>> BEGIN Supplied data
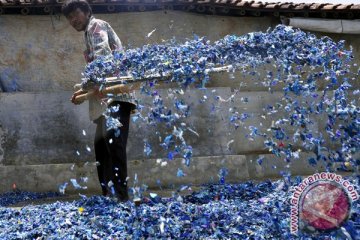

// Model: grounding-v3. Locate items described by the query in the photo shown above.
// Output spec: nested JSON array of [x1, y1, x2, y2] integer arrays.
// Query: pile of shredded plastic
[[0, 25, 360, 239], [83, 25, 360, 170], [0, 190, 60, 207], [0, 178, 360, 239]]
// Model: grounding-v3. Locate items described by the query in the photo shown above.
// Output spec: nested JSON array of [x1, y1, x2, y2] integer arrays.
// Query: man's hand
[[70, 89, 87, 105]]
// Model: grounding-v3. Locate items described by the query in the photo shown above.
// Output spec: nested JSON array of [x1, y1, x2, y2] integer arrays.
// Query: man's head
[[61, 0, 92, 32]]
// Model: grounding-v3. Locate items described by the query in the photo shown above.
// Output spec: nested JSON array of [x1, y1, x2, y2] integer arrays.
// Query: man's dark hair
[[61, 0, 92, 17]]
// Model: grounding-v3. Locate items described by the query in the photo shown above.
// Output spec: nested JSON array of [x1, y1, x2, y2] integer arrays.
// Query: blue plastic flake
[[0, 177, 360, 240]]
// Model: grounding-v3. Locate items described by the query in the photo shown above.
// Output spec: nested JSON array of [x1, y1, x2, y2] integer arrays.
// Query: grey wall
[[0, 11, 360, 192]]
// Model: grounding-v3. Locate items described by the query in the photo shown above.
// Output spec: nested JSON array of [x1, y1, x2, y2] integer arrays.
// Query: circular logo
[[299, 182, 351, 230]]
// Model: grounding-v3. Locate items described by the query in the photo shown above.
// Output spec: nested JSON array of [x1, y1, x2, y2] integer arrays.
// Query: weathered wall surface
[[0, 11, 360, 192]]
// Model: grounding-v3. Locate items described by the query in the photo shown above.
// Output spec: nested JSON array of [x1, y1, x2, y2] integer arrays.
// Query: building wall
[[0, 11, 360, 192]]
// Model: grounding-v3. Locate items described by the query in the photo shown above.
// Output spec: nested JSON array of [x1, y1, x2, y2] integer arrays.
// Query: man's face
[[66, 8, 90, 32]]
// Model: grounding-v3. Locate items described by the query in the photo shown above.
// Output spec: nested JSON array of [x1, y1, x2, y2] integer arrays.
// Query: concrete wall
[[0, 11, 360, 192]]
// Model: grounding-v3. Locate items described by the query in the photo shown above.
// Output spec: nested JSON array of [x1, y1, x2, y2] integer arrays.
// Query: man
[[62, 0, 135, 201]]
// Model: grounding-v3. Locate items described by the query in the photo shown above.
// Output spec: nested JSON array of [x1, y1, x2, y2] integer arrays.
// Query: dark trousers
[[94, 102, 132, 200]]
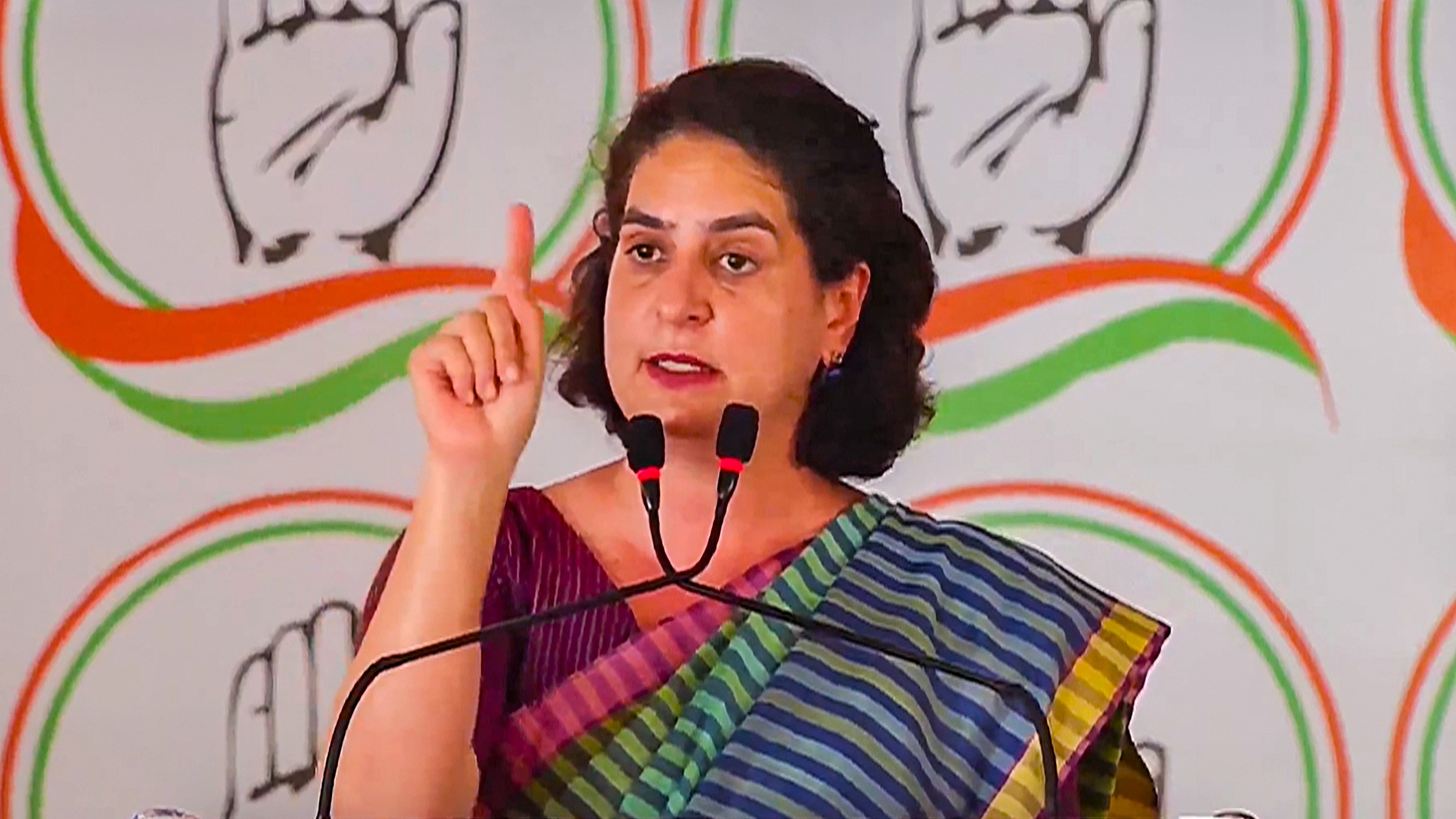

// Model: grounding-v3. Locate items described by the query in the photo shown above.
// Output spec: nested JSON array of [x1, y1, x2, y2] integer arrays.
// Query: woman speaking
[[333, 60, 1168, 819]]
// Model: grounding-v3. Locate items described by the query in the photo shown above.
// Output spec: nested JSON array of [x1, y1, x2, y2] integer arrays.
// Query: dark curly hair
[[558, 58, 935, 480]]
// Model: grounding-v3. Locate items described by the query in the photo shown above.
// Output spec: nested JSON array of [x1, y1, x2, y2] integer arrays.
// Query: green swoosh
[[29, 521, 399, 819], [928, 300, 1318, 435], [66, 313, 561, 444], [69, 300, 1316, 444]]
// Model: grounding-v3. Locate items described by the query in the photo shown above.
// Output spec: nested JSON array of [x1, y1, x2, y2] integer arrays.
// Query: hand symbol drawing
[[904, 0, 1156, 265], [220, 601, 360, 819], [211, 0, 462, 263]]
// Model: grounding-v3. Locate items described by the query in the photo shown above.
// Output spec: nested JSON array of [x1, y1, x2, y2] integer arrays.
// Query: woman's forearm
[[320, 463, 511, 819]]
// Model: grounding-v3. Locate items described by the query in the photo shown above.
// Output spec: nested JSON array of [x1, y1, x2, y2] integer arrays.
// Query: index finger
[[495, 205, 536, 311]]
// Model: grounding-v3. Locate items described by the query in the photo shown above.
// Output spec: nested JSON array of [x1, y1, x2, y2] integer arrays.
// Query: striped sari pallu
[[488, 496, 1168, 819]]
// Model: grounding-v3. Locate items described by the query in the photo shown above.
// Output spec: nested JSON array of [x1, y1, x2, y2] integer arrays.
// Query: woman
[[335, 60, 1166, 818]]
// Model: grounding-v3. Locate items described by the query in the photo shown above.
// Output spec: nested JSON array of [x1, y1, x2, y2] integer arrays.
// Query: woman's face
[[604, 134, 869, 438]]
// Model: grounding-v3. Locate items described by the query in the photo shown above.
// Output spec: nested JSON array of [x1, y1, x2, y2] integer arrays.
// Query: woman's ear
[[824, 262, 869, 353]]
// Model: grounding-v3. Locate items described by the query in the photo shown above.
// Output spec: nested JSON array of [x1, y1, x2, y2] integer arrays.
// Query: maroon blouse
[[360, 487, 641, 797]]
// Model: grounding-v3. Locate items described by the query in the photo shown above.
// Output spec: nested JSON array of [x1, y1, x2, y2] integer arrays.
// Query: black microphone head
[[622, 414, 667, 473], [718, 405, 759, 464]]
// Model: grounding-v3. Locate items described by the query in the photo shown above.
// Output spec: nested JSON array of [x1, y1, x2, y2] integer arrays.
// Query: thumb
[[405, 0, 463, 112]]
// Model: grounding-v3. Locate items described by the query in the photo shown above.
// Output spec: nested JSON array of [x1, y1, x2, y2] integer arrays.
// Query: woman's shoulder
[[878, 503, 1168, 643]]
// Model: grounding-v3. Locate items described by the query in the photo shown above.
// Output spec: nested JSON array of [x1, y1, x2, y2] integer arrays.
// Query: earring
[[824, 351, 844, 384]]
>> END Supplied data
Objective
Gather every line in the rows above that contains the word "dark", and copy each one in full.

Final answer
// Query: man's dark hair
// Query: dark trousers
// Query: dark curly hair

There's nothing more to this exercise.